• [Extrait]
:::

Les états qui possèdent des marines puissantes ont senti qu’il ne suffisait pas d’explorer leurs propres rivages, et qu’il fallait encore lever le plan de tous les parages où les navires peuvent être poussés par les vents ou les courans. Ainsi on a fait l’hydrographie de tout le pourtour de la Méditerranée, même des côtes inhospitalières du Maroc, où l’on ne pouvait descendre à terre, ni faire une triangulation, ni mesurer une base. On supplée alors aux mesures directes par divers artifices : on évalue les distances en observant de loin la hauteur du mât d’un navire ou le temps que le son met à franchir l’intervalle entre deux stations. Dans les parages inconnus, l’hydrographe est souvent réduit à esquisser un croquis du terrain devant lequel le navire passe rapidement.

:::

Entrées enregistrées
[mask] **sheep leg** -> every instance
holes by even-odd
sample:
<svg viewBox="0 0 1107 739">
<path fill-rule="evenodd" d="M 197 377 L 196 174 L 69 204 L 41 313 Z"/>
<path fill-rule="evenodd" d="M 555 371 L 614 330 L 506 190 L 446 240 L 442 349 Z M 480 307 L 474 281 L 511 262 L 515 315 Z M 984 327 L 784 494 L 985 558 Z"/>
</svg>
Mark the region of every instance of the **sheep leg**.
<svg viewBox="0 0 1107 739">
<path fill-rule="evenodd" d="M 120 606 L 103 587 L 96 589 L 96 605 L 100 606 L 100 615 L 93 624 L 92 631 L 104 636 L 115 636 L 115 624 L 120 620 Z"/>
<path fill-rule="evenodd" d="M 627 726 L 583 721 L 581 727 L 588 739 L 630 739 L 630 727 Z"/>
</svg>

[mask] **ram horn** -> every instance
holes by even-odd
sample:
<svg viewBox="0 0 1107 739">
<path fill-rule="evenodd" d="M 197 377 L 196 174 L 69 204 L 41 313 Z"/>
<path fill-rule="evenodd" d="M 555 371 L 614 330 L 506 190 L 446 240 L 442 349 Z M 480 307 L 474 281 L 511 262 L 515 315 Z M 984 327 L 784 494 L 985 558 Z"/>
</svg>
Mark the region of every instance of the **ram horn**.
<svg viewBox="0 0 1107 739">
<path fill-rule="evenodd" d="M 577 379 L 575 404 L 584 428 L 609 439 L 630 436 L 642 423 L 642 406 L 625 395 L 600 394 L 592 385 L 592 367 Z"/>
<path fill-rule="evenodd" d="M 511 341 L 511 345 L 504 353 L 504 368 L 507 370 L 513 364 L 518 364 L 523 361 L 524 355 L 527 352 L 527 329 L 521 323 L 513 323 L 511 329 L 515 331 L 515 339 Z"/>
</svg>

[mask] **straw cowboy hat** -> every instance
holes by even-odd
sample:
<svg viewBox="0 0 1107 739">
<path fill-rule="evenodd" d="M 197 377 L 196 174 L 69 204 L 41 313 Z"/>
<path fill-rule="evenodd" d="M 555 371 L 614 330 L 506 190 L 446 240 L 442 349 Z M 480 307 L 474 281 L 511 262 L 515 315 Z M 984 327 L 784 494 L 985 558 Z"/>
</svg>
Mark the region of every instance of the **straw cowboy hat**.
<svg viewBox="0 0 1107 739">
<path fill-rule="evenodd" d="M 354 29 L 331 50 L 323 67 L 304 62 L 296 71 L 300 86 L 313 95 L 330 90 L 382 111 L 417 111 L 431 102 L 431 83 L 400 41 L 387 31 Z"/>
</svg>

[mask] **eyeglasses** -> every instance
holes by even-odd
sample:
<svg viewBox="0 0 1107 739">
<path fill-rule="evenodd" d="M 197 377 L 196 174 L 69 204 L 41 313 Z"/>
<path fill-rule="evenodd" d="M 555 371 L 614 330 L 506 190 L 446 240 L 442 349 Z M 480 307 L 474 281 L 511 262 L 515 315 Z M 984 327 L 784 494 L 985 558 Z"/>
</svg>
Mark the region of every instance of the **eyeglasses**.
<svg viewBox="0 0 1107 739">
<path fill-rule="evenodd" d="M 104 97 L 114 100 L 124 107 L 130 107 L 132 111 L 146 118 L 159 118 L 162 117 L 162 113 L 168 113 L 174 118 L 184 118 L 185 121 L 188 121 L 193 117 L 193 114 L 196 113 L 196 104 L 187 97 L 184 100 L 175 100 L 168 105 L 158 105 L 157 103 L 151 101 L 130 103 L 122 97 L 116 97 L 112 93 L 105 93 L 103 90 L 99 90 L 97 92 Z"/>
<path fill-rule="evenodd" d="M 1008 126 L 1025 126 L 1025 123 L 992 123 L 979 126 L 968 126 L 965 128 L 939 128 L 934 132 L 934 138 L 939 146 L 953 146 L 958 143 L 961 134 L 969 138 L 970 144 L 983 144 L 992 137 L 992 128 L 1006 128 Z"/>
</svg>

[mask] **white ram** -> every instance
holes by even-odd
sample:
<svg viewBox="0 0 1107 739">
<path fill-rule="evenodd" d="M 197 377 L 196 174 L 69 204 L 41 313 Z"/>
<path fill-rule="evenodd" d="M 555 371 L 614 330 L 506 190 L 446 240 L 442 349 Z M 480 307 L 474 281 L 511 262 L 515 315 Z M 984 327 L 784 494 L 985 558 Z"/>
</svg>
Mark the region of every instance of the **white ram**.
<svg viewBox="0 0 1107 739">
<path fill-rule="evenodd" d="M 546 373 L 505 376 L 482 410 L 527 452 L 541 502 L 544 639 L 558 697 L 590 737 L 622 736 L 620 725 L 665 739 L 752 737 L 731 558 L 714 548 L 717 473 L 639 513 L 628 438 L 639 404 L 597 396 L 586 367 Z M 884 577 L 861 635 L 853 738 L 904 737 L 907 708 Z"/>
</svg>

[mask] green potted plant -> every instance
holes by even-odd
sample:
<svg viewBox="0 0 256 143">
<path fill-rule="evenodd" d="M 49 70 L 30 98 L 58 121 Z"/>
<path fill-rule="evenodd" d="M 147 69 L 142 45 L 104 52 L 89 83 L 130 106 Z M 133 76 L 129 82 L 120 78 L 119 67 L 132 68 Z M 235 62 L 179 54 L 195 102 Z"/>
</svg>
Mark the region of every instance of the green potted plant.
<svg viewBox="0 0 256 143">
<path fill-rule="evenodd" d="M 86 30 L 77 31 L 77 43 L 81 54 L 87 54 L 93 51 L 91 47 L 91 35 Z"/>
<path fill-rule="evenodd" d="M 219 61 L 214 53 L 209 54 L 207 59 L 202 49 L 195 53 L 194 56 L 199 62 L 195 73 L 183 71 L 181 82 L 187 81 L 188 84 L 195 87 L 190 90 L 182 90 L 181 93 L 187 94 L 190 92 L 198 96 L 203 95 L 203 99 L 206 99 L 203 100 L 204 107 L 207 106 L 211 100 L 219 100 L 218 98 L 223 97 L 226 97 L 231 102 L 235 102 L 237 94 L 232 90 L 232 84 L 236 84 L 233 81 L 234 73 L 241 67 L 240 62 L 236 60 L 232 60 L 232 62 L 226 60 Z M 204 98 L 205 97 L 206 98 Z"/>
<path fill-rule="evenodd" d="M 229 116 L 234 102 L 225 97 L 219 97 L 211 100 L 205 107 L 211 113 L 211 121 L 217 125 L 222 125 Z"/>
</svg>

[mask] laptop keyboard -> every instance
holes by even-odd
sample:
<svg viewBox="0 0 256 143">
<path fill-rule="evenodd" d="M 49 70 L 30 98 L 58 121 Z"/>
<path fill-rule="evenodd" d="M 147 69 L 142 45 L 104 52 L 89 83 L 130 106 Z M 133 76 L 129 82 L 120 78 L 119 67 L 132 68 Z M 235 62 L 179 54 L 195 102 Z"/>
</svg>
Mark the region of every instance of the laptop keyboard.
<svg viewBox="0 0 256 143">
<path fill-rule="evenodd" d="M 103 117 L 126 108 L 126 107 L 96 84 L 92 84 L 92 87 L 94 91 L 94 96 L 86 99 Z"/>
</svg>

:::

• [Énoncé A]
Reproduisez fidèlement l'extrait sur l'hydrographie, depuis « Les états qui » jusqu'à « navire passe rapidement. » inclus.
• [Énoncé B]
D'après l'extrait sur l'hydrographie, par quels moyens évalue-t-on les distances lorsque les mesures directes sont impossibles ?
• [Énoncé C]
Présentez sous forme de liste le paragraphe de l'extrait sur l'hydrographie qui commence par « Les états qui possèdent », en conservant ses faits essentiels.

• [Solution A]
Les états qui possèdent des marines puissantes ont senti qu’il ne suffisait pas d’explorer leurs propres rivages, et qu’il fallait encore lever le plan de tous les parages où les navires peuvent être poussés par les vents ou les courans. Ainsi on a fait l’hydrographie de tout le pourtour de la Méditerranée, même des côtes inhospitalières du Maroc, où l’on ne pouvait descendre à terre, ni faire une triangulation, ni mesurer une base. On supplée alors aux mesures directes par divers artifices : on évalue les distances en observant de loin la hauteur du mât d’un navire ou le temps que le son met à franchir l’intervalle entre deux stations. Dans les parages inconnus, l’hydrographe est souvent réduit à esquisser un croquis du terrain devant lequel le navire passe rapidement.

• [Solution B]
On observe de loin la hauteur du mât d'un navire, ou l'on mesure le temps que le son met à franchir l'intervalle entre deux stations.

• [Solution C]
- Les états dotés de marines puissantes ont jugé nécessaire de lever le plan de leurs propres rivages, mais aussi de tous les parages où vents et courants peuvent pousser les navires.
- Tout le pourtour de la Méditerranée a ainsi été relevé, y compris les côtes du Maroc, où l'on ne pouvait ni descendre à terre, ni faire une triangulation, ni mesurer une base.
- Faute de mesures directes, on évalue les distances d'après la hauteur du mât d'un navire vu de loin ou d'après le temps que met le son entre deux stations.
- Dans les parages inconnus, l'hydrographe doit souvent se contenter d'un croquis du terrain devant lequel le navire passe rapidement.